(Saved data entries)

+---+

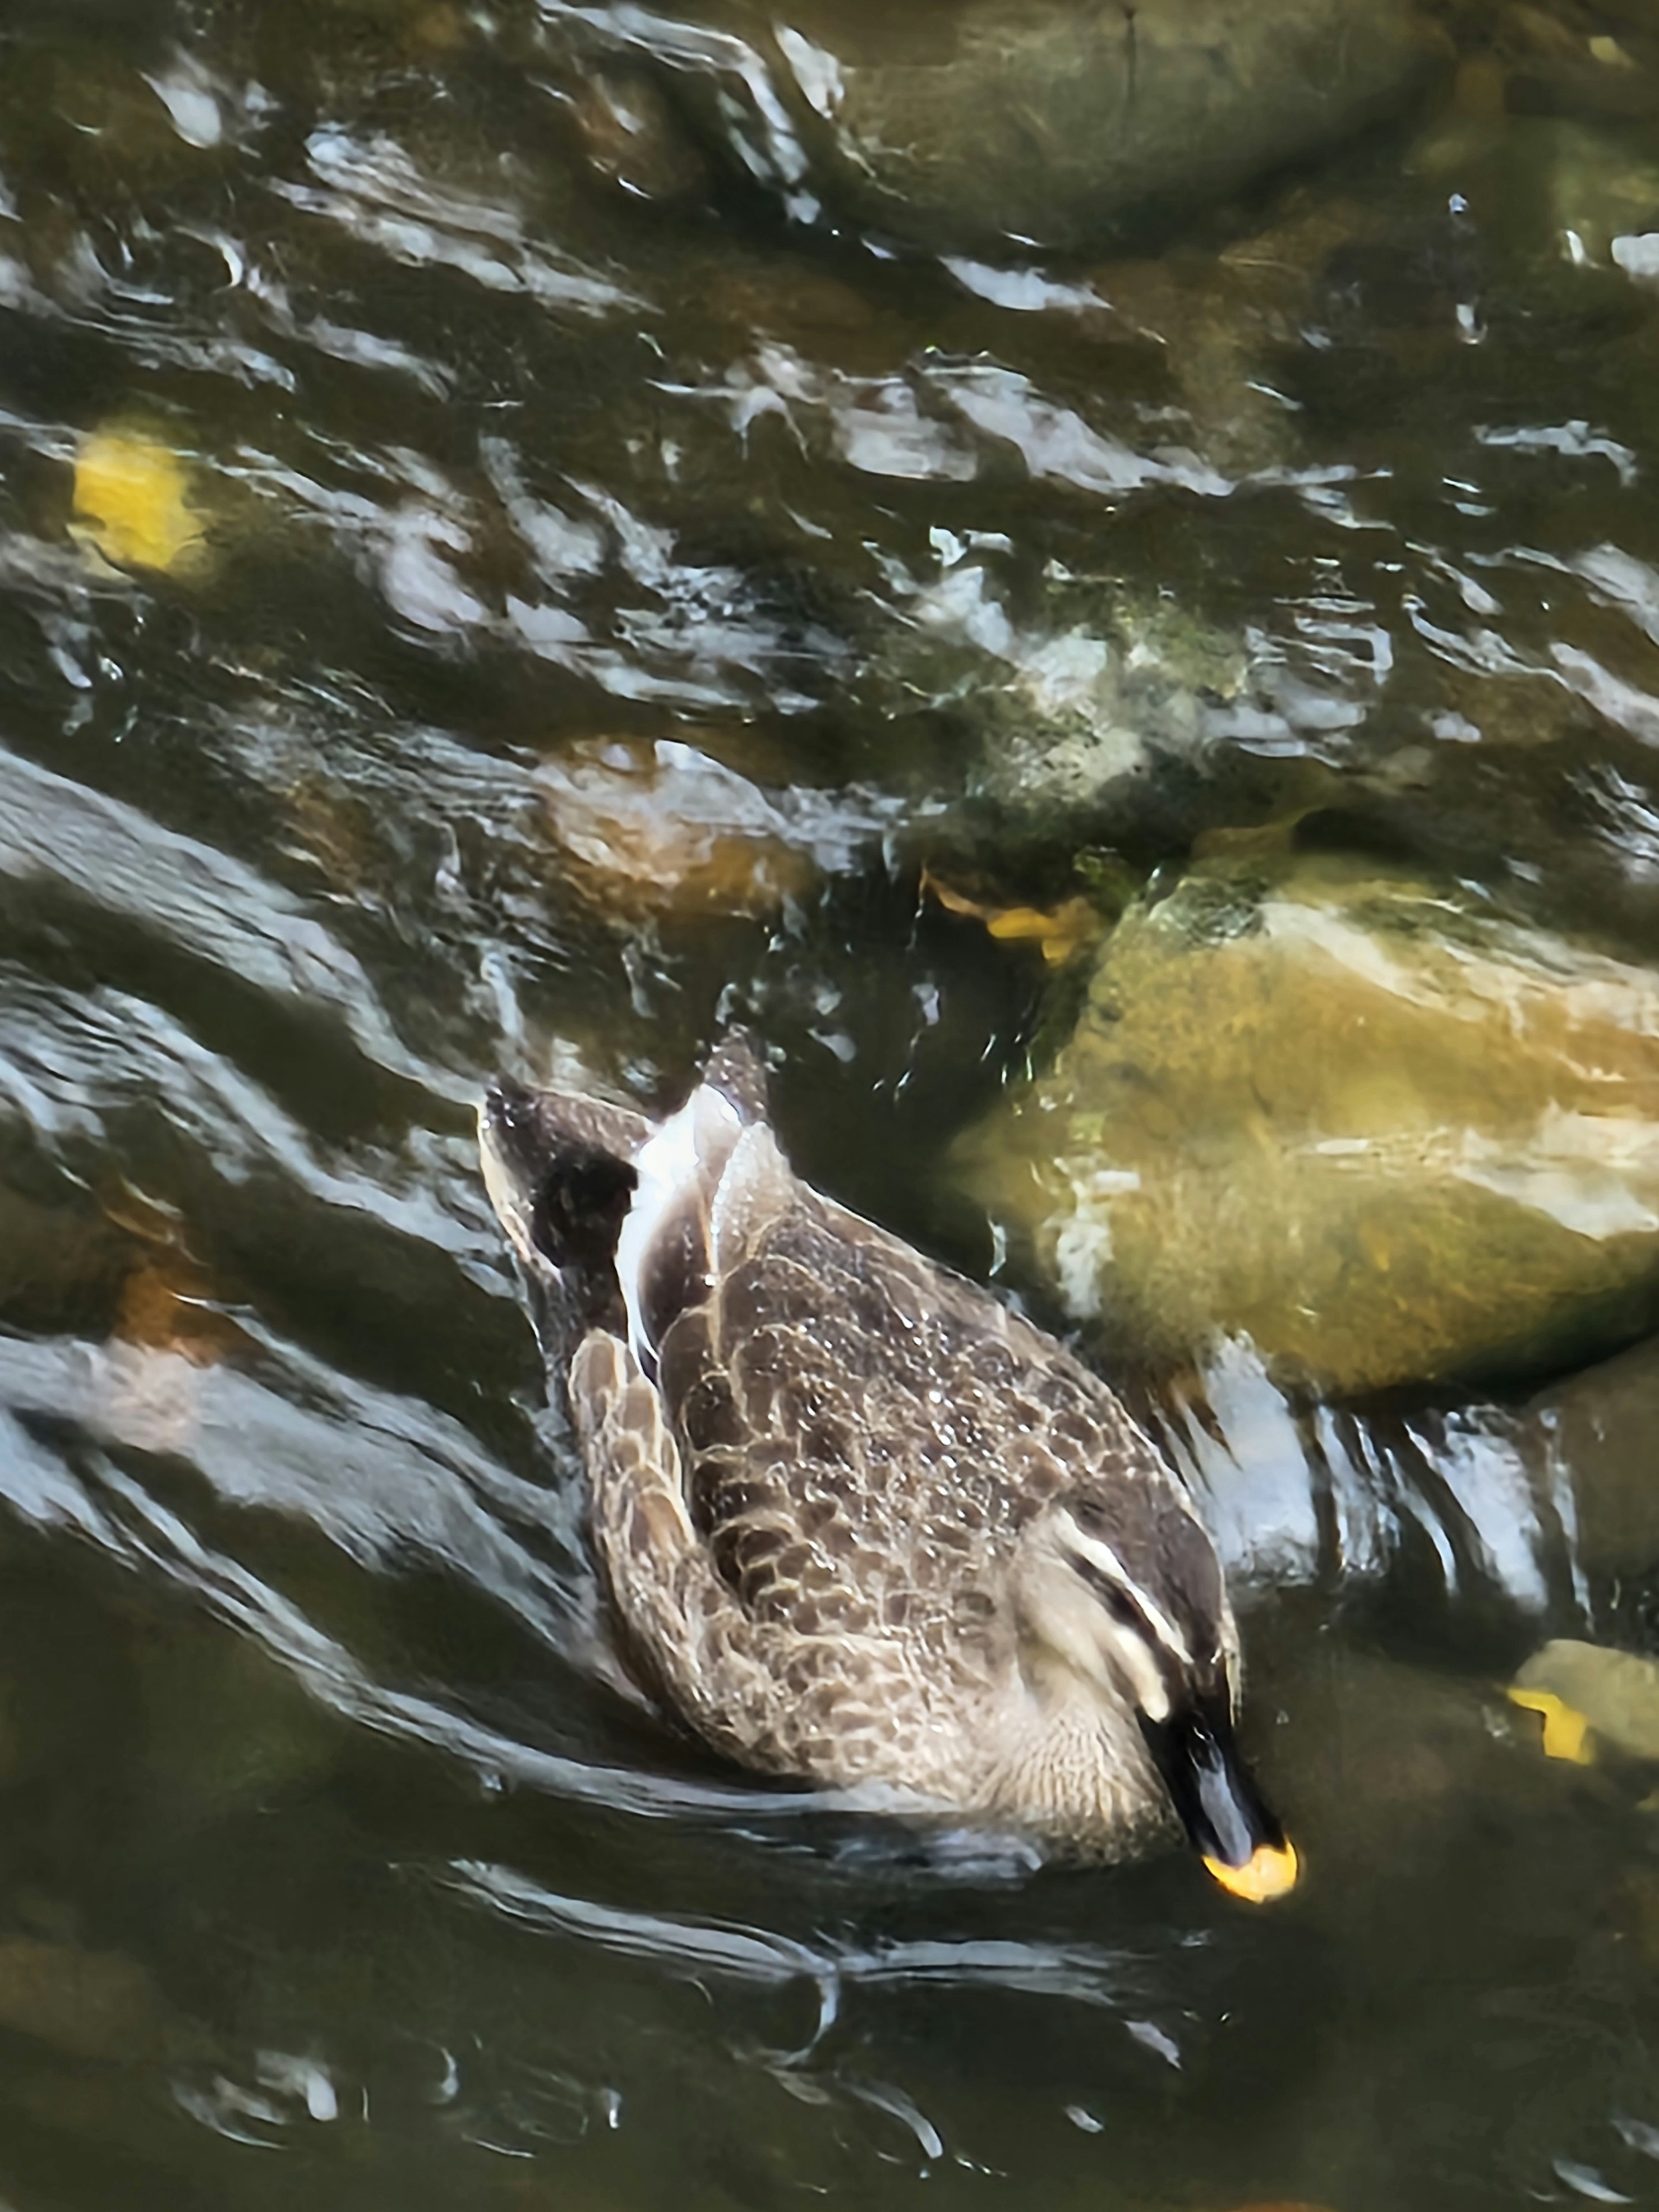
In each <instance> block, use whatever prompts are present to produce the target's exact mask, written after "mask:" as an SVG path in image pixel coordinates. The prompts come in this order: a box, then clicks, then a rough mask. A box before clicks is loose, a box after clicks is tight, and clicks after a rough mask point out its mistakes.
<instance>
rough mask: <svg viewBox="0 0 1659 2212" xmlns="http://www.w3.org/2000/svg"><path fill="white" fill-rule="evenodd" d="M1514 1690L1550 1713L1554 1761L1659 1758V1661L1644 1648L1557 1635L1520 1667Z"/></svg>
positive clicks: (1524, 1700)
mask: <svg viewBox="0 0 1659 2212" xmlns="http://www.w3.org/2000/svg"><path fill="white" fill-rule="evenodd" d="M1509 1694H1511V1699H1513V1701H1515V1703H1517V1705H1526V1708H1531V1710H1533V1712H1542V1714H1544V1750H1546V1752H1548V1754H1551V1759H1575V1761H1577V1763H1579V1765H1588V1761H1590V1759H1593V1756H1595V1754H1606V1756H1613V1759H1659V1661H1655V1659H1648V1657H1644V1655H1641V1652H1621V1650H1617V1648H1613V1646H1608V1644H1579V1641H1577V1639H1573V1637H1555V1639H1553V1641H1551V1644H1546V1646H1544V1648H1542V1650H1537V1652H1533V1657H1531V1659H1528V1661H1526V1663H1524V1666H1522V1668H1520V1670H1517V1674H1515V1681H1513V1683H1511V1690H1509ZM1586 1736H1588V1739H1590V1741H1586Z"/></svg>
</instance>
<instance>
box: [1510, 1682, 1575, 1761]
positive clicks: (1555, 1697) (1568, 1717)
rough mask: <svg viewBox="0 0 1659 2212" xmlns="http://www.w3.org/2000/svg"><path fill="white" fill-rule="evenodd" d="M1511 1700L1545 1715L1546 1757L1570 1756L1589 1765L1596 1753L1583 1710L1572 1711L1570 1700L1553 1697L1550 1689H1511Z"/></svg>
mask: <svg viewBox="0 0 1659 2212" xmlns="http://www.w3.org/2000/svg"><path fill="white" fill-rule="evenodd" d="M1509 1701H1511V1705H1522V1708H1524V1710H1526V1712H1540V1714H1542V1717H1544V1756H1546V1759H1571V1761H1573V1763H1575V1765H1579V1767H1588V1765H1590V1761H1593V1756H1595V1754H1593V1752H1590V1745H1588V1741H1586V1736H1588V1734H1590V1723H1588V1721H1586V1719H1584V1714H1582V1712H1573V1708H1571V1705H1568V1703H1564V1701H1562V1699H1559V1697H1553V1694H1551V1692H1548V1690H1511V1692H1509Z"/></svg>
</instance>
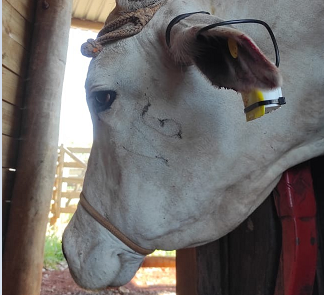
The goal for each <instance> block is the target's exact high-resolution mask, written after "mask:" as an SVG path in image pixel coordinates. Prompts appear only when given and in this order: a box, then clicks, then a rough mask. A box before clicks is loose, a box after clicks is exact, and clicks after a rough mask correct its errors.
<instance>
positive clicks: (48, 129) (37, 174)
mask: <svg viewBox="0 0 324 295" xmlns="http://www.w3.org/2000/svg"><path fill="white" fill-rule="evenodd" d="M36 6H37V9H36V16H35V25H34V32H33V39H32V52H31V56H30V64H29V73H28V83H27V88H26V95H25V106H24V109H23V117H24V118H23V120H24V121H23V124H22V130H21V144H20V149H19V156H18V164H17V174H16V179H15V184H14V189H13V195H12V203H11V210H10V217H9V226H8V232H7V237H6V243H5V247H4V253H3V289H2V290H3V294H6V295H26V294H28V295H38V294H40V286H41V277H42V266H43V253H44V239H45V231H46V224H47V221H48V213H49V208H50V201H51V196H52V190H53V183H54V175H55V168H56V161H57V144H58V132H59V117H60V106H61V94H62V84H63V77H64V70H65V62H66V54H67V47H68V36H69V29H70V25H71V10H72V1H66V0H37V3H36Z"/></svg>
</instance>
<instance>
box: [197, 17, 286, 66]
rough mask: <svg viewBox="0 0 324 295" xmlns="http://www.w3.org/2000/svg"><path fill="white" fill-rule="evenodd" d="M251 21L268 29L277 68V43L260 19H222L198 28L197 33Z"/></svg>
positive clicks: (265, 22) (269, 30) (278, 60)
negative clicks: (222, 21)
mask: <svg viewBox="0 0 324 295" xmlns="http://www.w3.org/2000/svg"><path fill="white" fill-rule="evenodd" d="M253 23H254V24H260V25H263V26H264V27H265V28H266V29H267V31H268V33H269V35H270V37H271V40H272V43H273V46H274V49H275V54H276V66H277V68H278V67H279V64H280V55H279V47H278V44H277V40H276V38H275V36H274V34H273V32H272V30H271V28H270V26H269V25H268V24H267V23H266V22H264V21H262V20H259V19H236V20H228V21H223V22H219V23H215V24H212V25H209V26H206V27H204V28H202V29H200V30H199V31H198V32H197V35H199V34H201V33H203V32H205V31H208V30H210V29H213V28H216V27H220V26H227V25H235V24H253Z"/></svg>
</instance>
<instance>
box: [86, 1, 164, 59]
mask: <svg viewBox="0 0 324 295" xmlns="http://www.w3.org/2000/svg"><path fill="white" fill-rule="evenodd" d="M161 6H162V2H158V3H157V4H154V5H151V6H148V7H144V8H140V9H138V10H136V11H133V12H126V13H123V14H122V15H120V16H119V17H118V18H117V19H115V20H113V21H111V22H106V23H105V25H104V27H103V28H102V29H101V31H100V32H99V33H98V36H97V39H95V40H94V39H88V40H87V42H86V43H83V44H82V46H81V53H82V54H83V55H84V56H87V57H97V56H98V54H99V53H100V52H101V51H102V48H103V45H104V44H107V43H109V42H111V41H115V40H118V39H122V38H127V37H131V36H134V35H136V34H138V33H139V32H141V31H142V29H143V28H144V27H145V25H146V24H147V23H148V22H149V21H150V20H151V19H152V18H153V16H154V14H155V13H156V12H157V11H158V10H159V8H160V7H161Z"/></svg>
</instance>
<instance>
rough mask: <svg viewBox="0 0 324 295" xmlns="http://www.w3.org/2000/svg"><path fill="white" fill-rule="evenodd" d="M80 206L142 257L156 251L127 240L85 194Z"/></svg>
mask: <svg viewBox="0 0 324 295" xmlns="http://www.w3.org/2000/svg"><path fill="white" fill-rule="evenodd" d="M80 204H81V205H82V207H83V208H84V209H85V210H86V211H87V212H88V213H89V215H90V216H92V217H93V218H94V219H95V220H96V221H97V222H99V223H100V224H101V225H102V226H103V227H104V228H106V229H108V230H109V231H110V232H111V233H112V234H113V235H114V236H115V237H116V238H117V239H119V240H120V241H122V242H123V243H124V244H125V245H126V246H128V247H129V248H131V249H132V250H134V251H135V252H137V253H139V254H142V255H149V254H151V253H153V252H154V251H155V250H150V249H145V248H142V247H141V246H138V245H137V244H136V243H134V242H133V241H131V240H130V239H129V238H127V237H126V236H125V235H124V234H123V233H122V232H121V231H120V230H119V229H118V228H116V227H115V226H114V225H113V224H111V223H110V221H109V220H108V219H106V218H104V217H103V216H102V215H101V214H100V213H99V212H98V211H97V210H96V209H95V208H93V207H92V206H91V205H90V203H89V202H88V201H87V199H86V198H85V196H84V194H83V192H81V194H80Z"/></svg>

+---+

ACTIVITY: Copy every row above exactly, leaving out the pictures.

EXERCISE ANSWER:
In each <instance> block, use whatever prompts are present to produce the target's exact mask, written after "mask:" as an SVG path in image pixel coordinates. The prompts come in this order: a box, then clicks, then a rough mask. A box before clicks is loose, a box after clicks is tight, and clicks after a rough mask point out its mistakes.
<instance>
rough mask: <svg viewBox="0 0 1659 2212" xmlns="http://www.w3.org/2000/svg"><path fill="white" fill-rule="evenodd" d="M1514 1690L1550 1713L1554 1761L1659 1758V1661L1644 1648L1557 1635L1520 1667Z"/></svg>
positive clicks: (1524, 1700)
mask: <svg viewBox="0 0 1659 2212" xmlns="http://www.w3.org/2000/svg"><path fill="white" fill-rule="evenodd" d="M1509 1694H1511V1699H1513V1701H1515V1703H1517V1705H1526V1708H1531V1710H1533V1712H1542V1714H1544V1750H1546V1752H1548V1754H1551V1759H1575V1761H1577V1763H1579V1765H1588V1761H1590V1759H1593V1756H1595V1754H1606V1756H1613V1759H1659V1661H1655V1659H1648V1657H1644V1655H1641V1652H1621V1650H1617V1648H1613V1646H1608V1644H1579V1641H1577V1639H1573V1637H1555V1639H1553V1641H1551V1644H1546V1646H1544V1648H1542V1650H1537V1652H1533V1657H1531V1659H1528V1661H1526V1663H1524V1666H1522V1668H1520V1670H1517V1674H1515V1681H1513V1683H1511V1690H1509ZM1586 1736H1588V1739H1590V1741H1586Z"/></svg>
</instance>
<instance>
box: [1510, 1682, 1575, 1761]
positive clicks: (1555, 1697) (1568, 1717)
rough mask: <svg viewBox="0 0 1659 2212" xmlns="http://www.w3.org/2000/svg"><path fill="white" fill-rule="evenodd" d="M1511 1700L1545 1715L1546 1757L1570 1756L1589 1765L1596 1753L1583 1710L1572 1711L1570 1700L1553 1697L1550 1689H1511Z"/></svg>
mask: <svg viewBox="0 0 1659 2212" xmlns="http://www.w3.org/2000/svg"><path fill="white" fill-rule="evenodd" d="M1509 1701H1511V1705H1522V1708H1524V1710H1526V1712H1540V1714H1542V1717H1544V1756H1546V1759H1571V1761H1573V1763H1575V1765H1579V1767H1588V1765H1590V1761H1593V1756H1595V1754H1593V1752H1590V1745H1588V1741H1586V1736H1588V1734H1590V1723H1588V1721H1586V1719H1584V1714H1582V1712H1573V1708H1571V1705H1568V1703H1564V1701H1562V1699H1559V1697H1553V1694H1551V1692H1548V1690H1511V1692H1509Z"/></svg>
</instance>
The goal for each <instance> block is the target's exact high-resolution mask, written after "mask:" as an SVG path in image pixel coordinates. Prompts appear only when given and in this order: a box, then clicks, then a rough mask. A box before clicks is loose, a box after clicks is exact, and clicks after a rough mask correct its errors.
<instance>
positive clicks: (48, 129) (37, 174)
mask: <svg viewBox="0 0 324 295" xmlns="http://www.w3.org/2000/svg"><path fill="white" fill-rule="evenodd" d="M36 6H37V9H36V16H35V25H34V32H33V39H32V52H31V56H30V64H29V73H28V83H27V88H26V95H25V106H24V109H23V117H24V118H23V120H24V121H23V124H22V130H21V144H20V149H19V156H18V164H17V174H16V179H15V184H14V189H13V195H12V203H11V210H10V217H9V226H8V232H7V237H6V243H5V247H4V253H3V289H2V290H3V294H6V295H26V294H28V295H38V294H40V286H41V277H42V266H43V253H44V239H45V231H46V224H47V221H48V213H49V208H50V201H51V196H52V190H53V183H54V175H55V168H56V161H57V144H58V132H59V117H60V106H61V94H62V84H63V77H64V70H65V62H66V54H67V47H68V36H69V29H70V25H71V10H72V1H66V0H37V3H36Z"/></svg>
</instance>
<instance>
box: [197, 17, 286, 66]
rough mask: <svg viewBox="0 0 324 295" xmlns="http://www.w3.org/2000/svg"><path fill="white" fill-rule="evenodd" d="M251 21L268 29L277 68V43L260 19H222L198 28L197 33Z"/></svg>
positive clicks: (265, 22) (269, 30) (278, 60)
negative clicks: (222, 21)
mask: <svg viewBox="0 0 324 295" xmlns="http://www.w3.org/2000/svg"><path fill="white" fill-rule="evenodd" d="M253 23H254V24H260V25H263V26H264V27H265V28H266V29H267V31H268V33H269V35H270V37H271V40H272V43H273V46H274V49H275V54H276V66H277V68H278V67H279V64H280V55H279V47H278V44H277V40H276V38H275V36H274V34H273V32H272V30H271V28H270V26H269V25H268V24H267V23H266V22H264V21H262V20H259V19H236V20H228V21H223V22H219V23H215V24H212V25H209V26H206V27H204V28H202V29H200V30H199V31H198V32H197V35H199V34H201V33H203V32H205V31H208V30H210V29H213V28H216V27H220V26H227V25H235V24H253Z"/></svg>
</instance>
<instance>
box: [86, 1, 164, 59]
mask: <svg viewBox="0 0 324 295" xmlns="http://www.w3.org/2000/svg"><path fill="white" fill-rule="evenodd" d="M161 6H162V2H158V3H157V4H154V5H151V6H148V7H144V8H140V9H138V10H136V11H133V12H126V13H123V14H122V15H120V16H119V17H118V18H117V19H115V20H113V21H111V22H106V23H105V25H104V27H103V28H102V29H101V31H100V32H99V33H98V36H97V39H95V40H94V39H88V40H87V42H86V43H83V44H82V46H81V53H82V54H83V55H84V56H87V57H97V56H98V54H99V53H100V52H101V51H102V48H103V45H104V44H107V43H109V42H111V41H115V40H118V39H122V38H127V37H131V36H134V35H136V34H138V33H139V32H141V31H142V29H143V28H144V27H145V25H146V24H147V23H148V22H149V21H150V20H151V19H152V18H153V16H154V14H155V13H156V12H157V11H158V10H159V8H160V7H161Z"/></svg>
</instance>
<instance>
rough mask: <svg viewBox="0 0 324 295" xmlns="http://www.w3.org/2000/svg"><path fill="white" fill-rule="evenodd" d="M80 206L142 257L156 251L127 240L85 194Z"/></svg>
mask: <svg viewBox="0 0 324 295" xmlns="http://www.w3.org/2000/svg"><path fill="white" fill-rule="evenodd" d="M80 204H81V205H82V207H83V208H84V209H85V210H86V211H87V212H88V213H89V215H90V216H92V217H93V218H94V219H95V220H96V221H97V222H99V223H100V224H101V225H102V226H103V227H104V228H106V229H108V230H109V231H110V232H111V233H112V234H113V235H114V236H115V237H116V238H117V239H119V240H120V241H122V242H123V243H124V244H125V245H126V246H128V247H129V248H131V249H132V250H134V251H135V252H137V253H139V254H142V255H149V254H151V253H153V252H154V251H155V250H150V249H145V248H142V247H141V246H138V245H137V244H136V243H134V242H133V241H131V240H130V239H129V238H127V237H126V236H125V235H124V234H123V233H122V232H121V231H120V230H119V229H118V228H116V227H115V226H114V225H113V224H111V223H110V221H109V220H108V219H106V218H104V217H103V216H102V215H101V214H100V213H99V212H98V211H97V210H96V209H95V208H93V207H92V206H91V205H90V203H89V202H88V201H87V199H86V198H85V196H84V194H83V192H81V194H80Z"/></svg>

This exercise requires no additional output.